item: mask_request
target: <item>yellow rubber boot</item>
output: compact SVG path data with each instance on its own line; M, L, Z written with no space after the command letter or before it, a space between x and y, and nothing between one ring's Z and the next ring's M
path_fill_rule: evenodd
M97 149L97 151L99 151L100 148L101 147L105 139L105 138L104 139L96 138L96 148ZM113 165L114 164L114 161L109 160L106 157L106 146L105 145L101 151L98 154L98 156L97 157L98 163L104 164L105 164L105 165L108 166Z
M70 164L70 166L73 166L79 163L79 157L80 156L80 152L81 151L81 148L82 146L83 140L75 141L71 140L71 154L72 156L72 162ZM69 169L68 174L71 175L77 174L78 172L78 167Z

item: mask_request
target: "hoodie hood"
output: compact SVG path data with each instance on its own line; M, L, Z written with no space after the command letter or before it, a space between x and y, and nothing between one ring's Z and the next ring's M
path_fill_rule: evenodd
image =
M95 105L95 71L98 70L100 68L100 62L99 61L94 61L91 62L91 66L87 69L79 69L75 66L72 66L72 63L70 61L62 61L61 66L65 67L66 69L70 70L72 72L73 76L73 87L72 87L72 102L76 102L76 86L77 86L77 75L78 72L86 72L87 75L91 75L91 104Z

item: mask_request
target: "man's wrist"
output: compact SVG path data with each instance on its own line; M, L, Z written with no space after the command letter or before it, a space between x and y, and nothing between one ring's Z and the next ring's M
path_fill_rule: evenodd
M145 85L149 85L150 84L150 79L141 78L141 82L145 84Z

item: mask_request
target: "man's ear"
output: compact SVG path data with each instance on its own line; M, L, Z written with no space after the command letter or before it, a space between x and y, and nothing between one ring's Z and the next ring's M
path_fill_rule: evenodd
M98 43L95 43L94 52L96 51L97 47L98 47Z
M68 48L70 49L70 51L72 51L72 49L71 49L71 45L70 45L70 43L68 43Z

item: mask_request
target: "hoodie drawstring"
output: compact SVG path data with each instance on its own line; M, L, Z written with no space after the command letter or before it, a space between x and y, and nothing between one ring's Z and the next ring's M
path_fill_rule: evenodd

*SHORT TASK*:
Reproduce the data above verbatim, line for line.

*ANSWER BELOW*:
item: mask_request
target: <item>yellow rubber boot</item>
output: compact SVG path data with each instance on its own line; M, L, Z written with no space after the command letter or before it, a space between x and y, and nothing between one ring's Z and the next ring's M
path_fill_rule: evenodd
M97 149L97 151L99 151L100 148L101 147L105 139L105 138L104 139L96 138L96 148ZM113 165L114 164L114 161L109 160L106 157L106 146L105 145L101 151L98 154L98 156L97 157L98 163L104 164L105 164L105 165L108 166Z
M70 164L70 166L73 166L79 163L79 157L80 156L80 152L81 151L81 148L82 146L83 140L75 141L71 140L71 154L72 156L72 162ZM69 169L68 174L71 175L77 174L78 172L78 167Z

item: mask_request
target: "hoodie hood"
output: compact SVG path data with each instance on its own line; M, L, Z written with no space after the command letter or before it, a space between x and y, and nothing between one ring's Z and the next ring's M
path_fill_rule: evenodd
image =
M95 105L95 71L98 70L100 68L100 62L99 61L94 61L91 62L91 66L87 69L79 69L75 66L72 66L72 63L70 61L62 61L61 66L65 67L66 69L70 70L72 72L73 76L73 87L72 87L72 102L76 102L76 86L77 86L77 75L78 72L86 72L87 75L91 75L91 104Z

item: mask_request
target: "man's wrist"
output: compact SVG path data with each instance on its own line; M, L, Z written with no space after the command letter or before it, a space between x and y, and nothing between one ring's Z and the next ring's M
path_fill_rule: evenodd
M145 85L149 85L150 84L150 79L141 78L141 82L145 84Z

item: mask_request
target: "man's ear"
output: compact SVG path data with each instance on its own line; M, L, Z written with no space after the command letter or before it, a space between x and y, and nothing between one ring's Z and the next ring's M
path_fill_rule: evenodd
M98 43L95 43L94 52L96 51L97 47L98 47Z
M68 48L70 49L70 51L72 51L72 49L71 49L71 45L70 45L70 43L68 43Z

item: mask_request
target: "hoodie drawstring"
output: compact SVG path data with each instance on its own line; M, L, Z written with no space after the command letter or before it, a space between x and y, and nothing between one ring's Z and the next ring's M
path_fill_rule: evenodd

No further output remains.